▸ Data listing
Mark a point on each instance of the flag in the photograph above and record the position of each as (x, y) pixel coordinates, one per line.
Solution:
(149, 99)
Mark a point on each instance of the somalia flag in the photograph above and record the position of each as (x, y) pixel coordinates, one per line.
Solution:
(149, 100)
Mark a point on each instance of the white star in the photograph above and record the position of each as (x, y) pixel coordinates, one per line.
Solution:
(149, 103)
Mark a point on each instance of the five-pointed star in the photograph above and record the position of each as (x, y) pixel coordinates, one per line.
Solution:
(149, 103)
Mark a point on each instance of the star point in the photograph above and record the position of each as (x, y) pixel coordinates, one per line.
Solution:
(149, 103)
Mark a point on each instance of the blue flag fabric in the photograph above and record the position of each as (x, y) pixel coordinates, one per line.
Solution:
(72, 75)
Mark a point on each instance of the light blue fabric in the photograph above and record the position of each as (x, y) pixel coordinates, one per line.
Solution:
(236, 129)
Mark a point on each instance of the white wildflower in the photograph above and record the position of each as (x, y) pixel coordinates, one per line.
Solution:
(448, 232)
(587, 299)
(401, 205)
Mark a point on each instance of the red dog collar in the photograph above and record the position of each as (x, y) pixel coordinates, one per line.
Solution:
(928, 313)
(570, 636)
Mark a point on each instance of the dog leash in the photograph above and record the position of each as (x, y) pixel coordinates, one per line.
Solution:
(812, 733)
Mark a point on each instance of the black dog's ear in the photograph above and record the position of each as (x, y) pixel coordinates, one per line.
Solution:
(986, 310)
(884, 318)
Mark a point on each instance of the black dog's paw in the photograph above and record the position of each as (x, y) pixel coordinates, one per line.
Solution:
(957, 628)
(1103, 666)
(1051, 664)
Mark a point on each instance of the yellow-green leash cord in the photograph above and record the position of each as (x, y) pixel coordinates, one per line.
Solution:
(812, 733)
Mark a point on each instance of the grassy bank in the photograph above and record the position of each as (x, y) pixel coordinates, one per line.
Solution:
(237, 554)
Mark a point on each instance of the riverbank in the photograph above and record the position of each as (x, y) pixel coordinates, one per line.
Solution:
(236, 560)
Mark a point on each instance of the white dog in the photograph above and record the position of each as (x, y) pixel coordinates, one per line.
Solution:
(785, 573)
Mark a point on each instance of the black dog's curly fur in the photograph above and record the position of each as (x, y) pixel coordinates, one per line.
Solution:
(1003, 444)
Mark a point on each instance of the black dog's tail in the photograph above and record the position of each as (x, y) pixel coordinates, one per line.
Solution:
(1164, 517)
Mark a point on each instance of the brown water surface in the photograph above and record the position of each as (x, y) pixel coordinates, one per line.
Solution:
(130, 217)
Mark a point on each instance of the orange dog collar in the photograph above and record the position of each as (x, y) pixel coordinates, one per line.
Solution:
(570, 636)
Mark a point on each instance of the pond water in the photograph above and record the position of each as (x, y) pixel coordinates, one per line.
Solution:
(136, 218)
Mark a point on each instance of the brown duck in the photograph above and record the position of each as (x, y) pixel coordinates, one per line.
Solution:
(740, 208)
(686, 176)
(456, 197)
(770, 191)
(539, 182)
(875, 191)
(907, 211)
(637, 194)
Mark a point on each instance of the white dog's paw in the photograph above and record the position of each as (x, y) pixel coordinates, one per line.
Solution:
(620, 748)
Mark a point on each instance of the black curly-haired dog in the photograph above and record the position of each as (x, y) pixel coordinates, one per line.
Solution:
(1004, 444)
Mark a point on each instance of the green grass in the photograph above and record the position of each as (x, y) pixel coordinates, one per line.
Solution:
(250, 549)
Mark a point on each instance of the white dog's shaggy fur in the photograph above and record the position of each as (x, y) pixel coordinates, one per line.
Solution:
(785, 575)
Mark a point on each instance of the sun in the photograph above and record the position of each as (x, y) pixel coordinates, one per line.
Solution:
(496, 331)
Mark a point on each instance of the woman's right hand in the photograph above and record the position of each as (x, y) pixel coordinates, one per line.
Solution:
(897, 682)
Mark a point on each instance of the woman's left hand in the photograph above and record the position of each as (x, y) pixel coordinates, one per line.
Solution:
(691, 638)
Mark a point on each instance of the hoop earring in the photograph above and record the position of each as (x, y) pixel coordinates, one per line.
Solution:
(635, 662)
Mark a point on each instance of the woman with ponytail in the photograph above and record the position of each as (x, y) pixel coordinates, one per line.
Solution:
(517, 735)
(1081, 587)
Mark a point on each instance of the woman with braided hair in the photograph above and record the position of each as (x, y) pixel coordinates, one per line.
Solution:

▸ Goal
Swap each "Solution" in the data above for "Answer", and reproduce all of the data with nothing else changed.

▸ Result below
Mark a point on each instance of the flag in the photograph above and record the position of each as (x, y) pixel coordinates, one per line.
Answer:
(149, 99)
Mark a point on each instance of the somalia flag in the photograph above and record the position of each as (x, y) pixel coordinates, one per line.
Answer:
(149, 100)
Mark a point on each instance of the white star in the photograph above and record the position of each as (x, y) pixel coordinates, one per line.
Answer:
(149, 103)
Mark a point on each instance of the five-pointed star in the photograph above and record the position of each as (x, y) pixel coordinates, one per line.
Answer:
(149, 103)
Mark a point on each instance of the star point in the photograph above and record the position of each as (x, y) pixel coordinates, one per line.
Answer:
(149, 103)
Mark a point on each instance of the blue flag fabric in the photograph above and record the position of each as (x, y) pixel coordinates, one per line.
Answer:
(72, 75)
Mark a point on each instance of the light blue fabric in the photograph above and record the position of each as (x, y) pixel coordinates, one per line.
Answer:
(236, 129)
Mark a point on each instance of the white wildflower in the photograph above and record the position of each as (x, y) pixel coordinates, one per line.
Answer:
(448, 232)
(587, 299)
(401, 205)
Mark a point on each instance of the red dog collar in the photograph above and record the position of each as (x, y) pixel coordinates, one per line.
Answer:
(928, 313)
(570, 636)
Mark a point on each instance of the dog leash in the photograph above and record the position of each as (x, y) pixel coordinates, one per line.
Answer:
(812, 733)
Mark a point on each instance of the black dog's ear in the photograph above and record the position of each as (x, y) pixel coordinates, one per line.
Answer:
(986, 310)
(884, 318)
Mark a point on each instance of the black dog's paw in the photograph above and record the position of each as (x, y) pixel coordinates, one per line.
Answer:
(957, 628)
(1103, 666)
(1051, 664)
Mark a point on each instance of the yellow-green leash cord in the photograph above and record the position of each as (x, y) pixel coordinates, one per line.
Answer:
(812, 733)
Mark a point on each instance of the grassy bank in the photograph above and record the position of each as (x, y) pixel coordinates, one per line.
Answer:
(237, 554)
Mark a point on each instance of the riverbank in the photograph above and record the position of each as (x, y) pixel coordinates, one per line.
Answer:
(236, 560)
Mark a point on each instance of the white dog in the photograph above and record the position of each as (x, y) pixel coordinates, one per line.
Answer:
(785, 573)
Mark a point on each instance of the black dog's curly fur in the photograph above and record the position of each as (x, y) pixel coordinates, one per line.
Answer:
(1003, 444)
Mark a point on each instance of the black dog's tail in the photograph above and record the position of each as (x, y) pixel coordinates, one per line.
Answer:
(1164, 517)
Mark a point on each instance of the brown water surface in the photograph above and record the position of each as (x, y) pixel coordinates, one per line.
Answer:
(130, 217)
Mark a point on each instance of the orange dog collar in the photograph above and record the position of each as (x, y) pixel coordinates, one per line.
Answer:
(570, 636)
Mark a point on each instance of the pond water in the photograph above and record the position of each as (x, y) pixel coordinates, one per line.
Answer:
(136, 218)
Mark a point on each instance of the brown duck in the photograph above and record the position of each as (x, y) pixel coordinates, one per line.
Answer:
(740, 208)
(686, 176)
(456, 197)
(770, 191)
(539, 182)
(875, 191)
(907, 211)
(637, 194)
Mark a point on each instance of the white dog's paw in the photograph above and record the position of each as (x, y) pixel coordinates, one per line.
Answer:
(620, 748)
Mark a point on each instance of the black curly-haired dog in the photograph above and record the position of each as (x, y) pixel coordinates, one per line.
Answer:
(1004, 444)
Mark a point on each instance of the green grass in the photograph above and record the position of each as (x, y) pixel coordinates, one per line.
Answer:
(250, 549)
Mark a point on each instance of the white dog's shaggy fur in the photograph above and record the position of each as (x, y) pixel coordinates, one per line.
Answer:
(785, 575)
Mark a point on each instance of the sun in the photograph above and record the position of each as (x, y) pixel coordinates, one per line.
Answer:
(496, 331)
Mark a point on each instance of the woman's right hand in the photograph above and record the position of each as (x, y) pixel coordinates, one per line.
Answer:
(897, 682)
Mark a point on each instance of the woman's left hand in the photograph above and record the position of each as (x, y) pixel coordinates, one per line.
Answer:
(691, 638)
Mark a point on each instance of the hoop earring in the photograph above and record the position of each as (x, y) pixel coordinates, one per line.
Answer:
(635, 662)
Mark a point on each instance of the woman with ponytail in the photograph above and record the position of each as (x, y) pixel coordinates, one per line.
Answer:
(517, 735)
(1081, 587)
Mark a point on each instance of the woman with braided hair in the photograph above and record the position of each as (x, y) pixel coordinates, one per line.
Answer:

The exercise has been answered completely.